(Dataset entries)
-=-=-
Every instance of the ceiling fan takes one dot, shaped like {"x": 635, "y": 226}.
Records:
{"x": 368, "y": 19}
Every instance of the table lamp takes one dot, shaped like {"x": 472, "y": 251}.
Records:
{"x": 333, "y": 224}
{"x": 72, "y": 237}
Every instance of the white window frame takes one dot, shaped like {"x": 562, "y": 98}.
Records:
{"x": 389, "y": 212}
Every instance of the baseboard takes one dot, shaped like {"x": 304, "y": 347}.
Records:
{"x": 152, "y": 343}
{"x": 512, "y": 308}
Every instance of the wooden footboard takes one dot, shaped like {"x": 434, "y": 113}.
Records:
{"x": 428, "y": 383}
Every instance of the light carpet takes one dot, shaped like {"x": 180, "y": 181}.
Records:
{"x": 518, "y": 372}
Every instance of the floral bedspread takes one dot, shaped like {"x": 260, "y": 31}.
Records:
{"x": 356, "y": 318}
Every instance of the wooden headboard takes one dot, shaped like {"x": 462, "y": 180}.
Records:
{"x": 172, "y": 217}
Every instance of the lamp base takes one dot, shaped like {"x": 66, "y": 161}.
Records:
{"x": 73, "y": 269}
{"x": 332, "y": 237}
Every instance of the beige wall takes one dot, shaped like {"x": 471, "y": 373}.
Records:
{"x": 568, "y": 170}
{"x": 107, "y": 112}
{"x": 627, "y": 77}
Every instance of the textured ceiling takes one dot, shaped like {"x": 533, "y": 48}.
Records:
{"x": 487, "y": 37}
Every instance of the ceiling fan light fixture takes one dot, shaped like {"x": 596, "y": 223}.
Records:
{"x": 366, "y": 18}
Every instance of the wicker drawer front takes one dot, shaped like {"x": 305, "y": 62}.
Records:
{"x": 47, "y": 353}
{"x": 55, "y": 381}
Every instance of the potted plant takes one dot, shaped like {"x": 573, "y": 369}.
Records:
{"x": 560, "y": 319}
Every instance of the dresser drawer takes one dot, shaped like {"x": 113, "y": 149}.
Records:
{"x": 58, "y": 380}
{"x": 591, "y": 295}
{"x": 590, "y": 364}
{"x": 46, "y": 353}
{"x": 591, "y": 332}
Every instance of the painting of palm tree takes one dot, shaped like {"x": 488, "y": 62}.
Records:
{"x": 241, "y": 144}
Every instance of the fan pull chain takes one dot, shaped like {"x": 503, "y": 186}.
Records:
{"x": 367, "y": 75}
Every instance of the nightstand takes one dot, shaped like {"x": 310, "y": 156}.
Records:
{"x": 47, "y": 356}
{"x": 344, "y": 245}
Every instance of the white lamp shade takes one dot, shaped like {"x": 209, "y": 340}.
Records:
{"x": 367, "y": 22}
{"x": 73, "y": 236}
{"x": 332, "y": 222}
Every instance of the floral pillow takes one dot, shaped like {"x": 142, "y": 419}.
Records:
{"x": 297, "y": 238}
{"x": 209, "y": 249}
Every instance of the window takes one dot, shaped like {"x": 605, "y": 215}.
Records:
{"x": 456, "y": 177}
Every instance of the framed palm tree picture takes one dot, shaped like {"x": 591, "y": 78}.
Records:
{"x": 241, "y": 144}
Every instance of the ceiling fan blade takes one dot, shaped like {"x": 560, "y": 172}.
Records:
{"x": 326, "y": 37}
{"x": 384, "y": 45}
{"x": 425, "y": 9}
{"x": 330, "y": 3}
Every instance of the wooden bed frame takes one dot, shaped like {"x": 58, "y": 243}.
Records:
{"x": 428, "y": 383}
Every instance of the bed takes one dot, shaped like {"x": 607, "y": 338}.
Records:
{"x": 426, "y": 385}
-=-=-
• [WHAT IS NEEDED]
Repeat the entries shown above, every one, word for word.

• [OUTPUT FOR THIS EXERCISE]
Every instance of the ceiling fan takes one dot, shaped like {"x": 635, "y": 226}.
Records:
{"x": 368, "y": 19}
Every instance of the table lamp takes one dot, shaped like {"x": 472, "y": 251}.
Records:
{"x": 333, "y": 224}
{"x": 72, "y": 237}
Every instance of the white window frame takes one dot, shaped like {"x": 562, "y": 98}.
Records:
{"x": 389, "y": 212}
Every instance of the baseboard takes one dot, shaped like {"x": 304, "y": 347}.
Records:
{"x": 152, "y": 343}
{"x": 512, "y": 308}
Every instance of the wooden footboard takes one dot, shaped like {"x": 434, "y": 113}.
Records:
{"x": 428, "y": 383}
Every instance of the light carpet takes one dot, shaped like {"x": 180, "y": 181}.
Records:
{"x": 518, "y": 372}
Every instance of the floral bedspread takes one dot, shaped like {"x": 260, "y": 31}.
Records:
{"x": 356, "y": 318}
Every instance of the wooden headboard takes one dot, shaped like {"x": 462, "y": 180}.
Records:
{"x": 172, "y": 217}
Every instance of the lamp base takes one dot, shaped like {"x": 66, "y": 161}.
Records:
{"x": 73, "y": 269}
{"x": 332, "y": 237}
Every instance of the beige wall takes one dot, shaped like {"x": 471, "y": 373}.
Records:
{"x": 568, "y": 170}
{"x": 107, "y": 112}
{"x": 627, "y": 77}
Every instance of the textured ceiling takes one dot, shaped like {"x": 533, "y": 48}.
Records:
{"x": 487, "y": 37}
Every instance of the ceiling fan light fixture takes one dot, shaped like {"x": 596, "y": 223}.
Records:
{"x": 366, "y": 18}
Every instance of the wicker drawer front takes one dot, shaped like {"x": 305, "y": 62}.
Records:
{"x": 47, "y": 353}
{"x": 55, "y": 381}
Every instance of the potted plant takes one dot, shaped like {"x": 573, "y": 369}.
Records:
{"x": 560, "y": 319}
Every instance of the dresser drawer takes one dot, shaped like {"x": 113, "y": 149}.
Records:
{"x": 58, "y": 380}
{"x": 591, "y": 295}
{"x": 590, "y": 364}
{"x": 46, "y": 353}
{"x": 591, "y": 332}
Every instance of the painting of palm tree takes one dot, shaped like {"x": 488, "y": 62}.
Records:
{"x": 241, "y": 144}
Every instance of the fan pull chain takes one dot, shaped like {"x": 503, "y": 186}.
Records:
{"x": 367, "y": 75}
Every instance of the nightstand takes one dot, shaped like {"x": 310, "y": 156}.
Records:
{"x": 47, "y": 356}
{"x": 344, "y": 245}
Every instance of the white lamp shade takes one dot, shaped like {"x": 209, "y": 340}.
Records:
{"x": 367, "y": 22}
{"x": 73, "y": 236}
{"x": 332, "y": 222}
Every instance of the floral pillow takes one dot, shaped like {"x": 142, "y": 419}.
Records:
{"x": 297, "y": 238}
{"x": 209, "y": 249}
Every instance of the window takes one dot, shaped like {"x": 605, "y": 215}.
Records:
{"x": 456, "y": 177}
Every instance of the framed palm tree picture takes one dot, shaped like {"x": 591, "y": 78}.
Records:
{"x": 241, "y": 144}
Every instance of the ceiling fan blade takes one dot, shaped like {"x": 560, "y": 172}.
Records:
{"x": 326, "y": 37}
{"x": 384, "y": 45}
{"x": 425, "y": 9}
{"x": 330, "y": 3}
Every instance of the wooden bed frame takes one dot, shaped like {"x": 58, "y": 243}.
Records:
{"x": 428, "y": 383}
Every instance of the bed takes one dot, shaped like {"x": 607, "y": 338}.
Records:
{"x": 426, "y": 385}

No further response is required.